• **Image outline annotation entries**
╔══
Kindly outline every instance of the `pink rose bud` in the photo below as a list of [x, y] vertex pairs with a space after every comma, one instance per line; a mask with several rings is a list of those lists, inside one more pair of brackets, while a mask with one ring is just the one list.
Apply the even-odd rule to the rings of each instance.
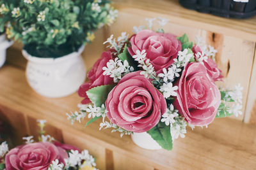
[[173, 106], [188, 124], [207, 125], [214, 119], [220, 106], [220, 92], [199, 62], [188, 63], [178, 85]]
[[174, 62], [178, 52], [182, 50], [181, 43], [175, 37], [168, 33], [142, 30], [131, 38], [131, 47], [128, 47], [128, 51], [132, 56], [137, 50], [145, 50], [146, 58], [150, 60], [159, 74], [163, 68], [167, 68]]
[[140, 73], [124, 76], [105, 103], [110, 121], [134, 132], [146, 132], [156, 126], [166, 110], [163, 94]]

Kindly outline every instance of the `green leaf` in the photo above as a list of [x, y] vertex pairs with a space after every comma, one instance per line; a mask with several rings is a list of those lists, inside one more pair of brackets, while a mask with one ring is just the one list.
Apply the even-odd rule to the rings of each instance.
[[92, 88], [86, 92], [90, 100], [97, 106], [101, 107], [108, 98], [109, 92], [114, 87], [114, 85], [106, 85]]
[[127, 50], [127, 44], [125, 44], [123, 52], [118, 54], [118, 58], [120, 59], [122, 62], [124, 62], [125, 60], [127, 60], [127, 55], [129, 55], [128, 53], [128, 50]]
[[167, 150], [172, 149], [172, 139], [170, 126], [164, 123], [159, 122], [156, 126], [147, 131], [151, 137], [163, 148]]
[[193, 43], [189, 42], [189, 40], [188, 39], [188, 36], [187, 34], [184, 34], [183, 36], [177, 37], [177, 39], [179, 40], [181, 43], [182, 46], [182, 51], [185, 48], [190, 48], [192, 49], [193, 47]]
[[229, 113], [227, 111], [227, 106], [225, 105], [223, 103], [221, 103], [220, 104], [219, 108], [218, 109], [218, 112], [216, 115], [216, 118], [222, 118], [222, 117], [227, 117], [233, 115], [233, 113]]
[[92, 124], [92, 122], [93, 122], [94, 121], [95, 121], [96, 120], [98, 120], [99, 118], [101, 118], [102, 116], [97, 117], [95, 117], [93, 118], [91, 118], [85, 125], [84, 127], [86, 127], [86, 126], [88, 126], [88, 125], [90, 125], [90, 124]]

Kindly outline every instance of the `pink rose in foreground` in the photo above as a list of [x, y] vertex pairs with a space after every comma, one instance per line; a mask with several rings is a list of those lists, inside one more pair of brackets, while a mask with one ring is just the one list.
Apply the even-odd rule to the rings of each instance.
[[65, 143], [62, 143], [58, 141], [54, 141], [53, 143], [53, 144], [58, 147], [60, 147], [61, 148], [63, 148], [63, 150], [65, 150], [67, 151], [70, 151], [70, 150], [78, 150], [79, 152], [81, 152], [81, 150], [79, 150], [79, 148], [72, 146], [70, 145], [68, 145], [68, 144], [65, 144]]
[[47, 170], [52, 160], [65, 164], [67, 152], [51, 143], [35, 143], [11, 150], [5, 157], [6, 170]]
[[87, 74], [90, 82], [86, 82], [80, 86], [78, 90], [78, 95], [80, 97], [84, 97], [82, 101], [82, 104], [88, 104], [91, 101], [87, 96], [86, 92], [90, 89], [104, 85], [113, 84], [113, 78], [109, 76], [103, 75], [104, 71], [102, 67], [106, 66], [107, 62], [112, 59], [112, 55], [110, 52], [104, 52], [99, 59], [93, 65], [92, 69]]
[[149, 59], [157, 74], [162, 72], [177, 59], [178, 52], [182, 50], [180, 41], [175, 36], [168, 33], [156, 32], [151, 30], [142, 30], [131, 38], [131, 47], [128, 47], [132, 56], [137, 50], [145, 50], [146, 57]]
[[[202, 53], [201, 48], [199, 46], [194, 46], [193, 47], [193, 52], [195, 54], [198, 52]], [[223, 78], [222, 71], [217, 67], [217, 64], [212, 59], [208, 57], [207, 61], [205, 62], [204, 60], [203, 62], [207, 70], [209, 76], [213, 81], [222, 81], [222, 78]]]
[[156, 126], [166, 109], [162, 94], [140, 73], [124, 76], [105, 103], [110, 121], [134, 132], [146, 132]]
[[215, 118], [220, 103], [220, 92], [199, 62], [188, 63], [178, 85], [173, 105], [191, 125], [206, 125]]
╚══
• **Prompt**
Copy word for word everything from the start of the records down to and including the line with "110], [163, 94]]". Omit the picture.

• **Answer**
Kindly outline every instance of the `pink rose bud` in the photo below as a list of [x, y] vertex pairs with a space after every comma, one instance per line; a mask with several rings is a list of those lists, inside one more pair of brackets, while a mask with one ring is just the one list.
Apply the even-odd rule to the rings of each instance.
[[173, 106], [188, 124], [207, 125], [214, 119], [220, 106], [220, 92], [199, 62], [188, 63], [178, 85]]
[[174, 62], [178, 52], [182, 50], [181, 43], [175, 37], [168, 33], [142, 30], [131, 38], [131, 47], [128, 47], [128, 51], [132, 56], [137, 50], [145, 50], [146, 58], [150, 60], [159, 74], [163, 68], [167, 68]]
[[140, 73], [124, 76], [105, 103], [110, 121], [134, 132], [146, 132], [156, 126], [166, 110], [163, 94]]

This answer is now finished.